» **Task statement**: Rescale the material below by repeating every line unchanged, except that each x and y coordinate is multiplied by 0.65 and rounded to the nearest whole number, with halves rounded up. Leave the pictures out of your answer.

» **Data lines**:
BEGIN

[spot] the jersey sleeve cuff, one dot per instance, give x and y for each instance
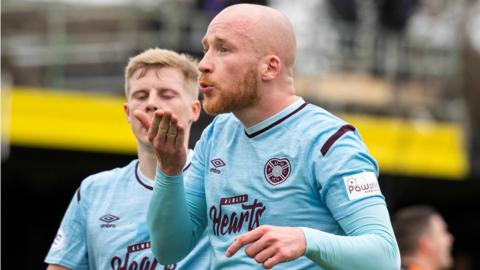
(311, 240)
(162, 179)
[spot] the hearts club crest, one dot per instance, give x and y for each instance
(277, 170)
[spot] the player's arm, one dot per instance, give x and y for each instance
(56, 267)
(175, 219)
(369, 244)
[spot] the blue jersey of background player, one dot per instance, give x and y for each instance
(105, 224)
(288, 181)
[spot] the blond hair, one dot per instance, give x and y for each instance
(160, 58)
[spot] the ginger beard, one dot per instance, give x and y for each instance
(243, 95)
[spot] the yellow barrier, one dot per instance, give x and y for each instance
(81, 121)
(69, 120)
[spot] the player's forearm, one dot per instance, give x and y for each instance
(168, 220)
(370, 245)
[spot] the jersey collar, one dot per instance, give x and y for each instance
(276, 119)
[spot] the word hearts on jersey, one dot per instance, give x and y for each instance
(145, 264)
(223, 224)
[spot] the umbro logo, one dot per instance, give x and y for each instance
(217, 163)
(108, 219)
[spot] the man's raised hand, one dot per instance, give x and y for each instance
(167, 137)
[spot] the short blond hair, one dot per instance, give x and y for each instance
(159, 58)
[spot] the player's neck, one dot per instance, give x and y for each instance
(266, 107)
(147, 160)
(147, 164)
(419, 262)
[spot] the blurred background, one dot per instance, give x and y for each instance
(404, 72)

END

» **Correct output**:
[spot] the jersey sleeve cuff, one dot per instance, give x and y for each instance
(202, 156)
(105, 116)
[spot] the hearts club crest, one dot per instance, give x and y for each instance
(180, 111)
[spot] the player's arm, one dot per instance, give x and y for each instance
(36, 174)
(114, 142)
(240, 159)
[spot] the blue jersey of background player, one dot per instance, give x and y for each instance
(68, 146)
(187, 118)
[spot] the blond hair, one dot per instance, give x and y for each instance
(104, 38)
[spot] the ginger beard, one dot per instance, give x and y for each instance
(158, 62)
[spot] the yellow barrier, one dot per instance, give x and y for each instance
(53, 79)
(45, 78)
[spot] the player's forearm, one dot per instance, give x and y for each instance
(109, 143)
(241, 159)
[spot] the jersey collar, one dot per instance, give x and y for each instance
(179, 77)
[spot] the word hearts on jersey, one dot per instance, give x and y for each instance
(94, 172)
(145, 146)
[spot] the umbro logo, one dot per instance, give x and y for each instance
(141, 106)
(70, 142)
[spot] the man's raised hand, one dot per instance, give x and y for each instance
(109, 89)
[spot] the short blond hair, one dot per instance, give x and y for each instance
(103, 38)
[spot] the player's neck, one dot per instance, give x and y for each instance
(173, 70)
(96, 104)
(96, 107)
(272, 170)
[spot] the blurred background, one dot per instance, give x and y for each instance
(263, 47)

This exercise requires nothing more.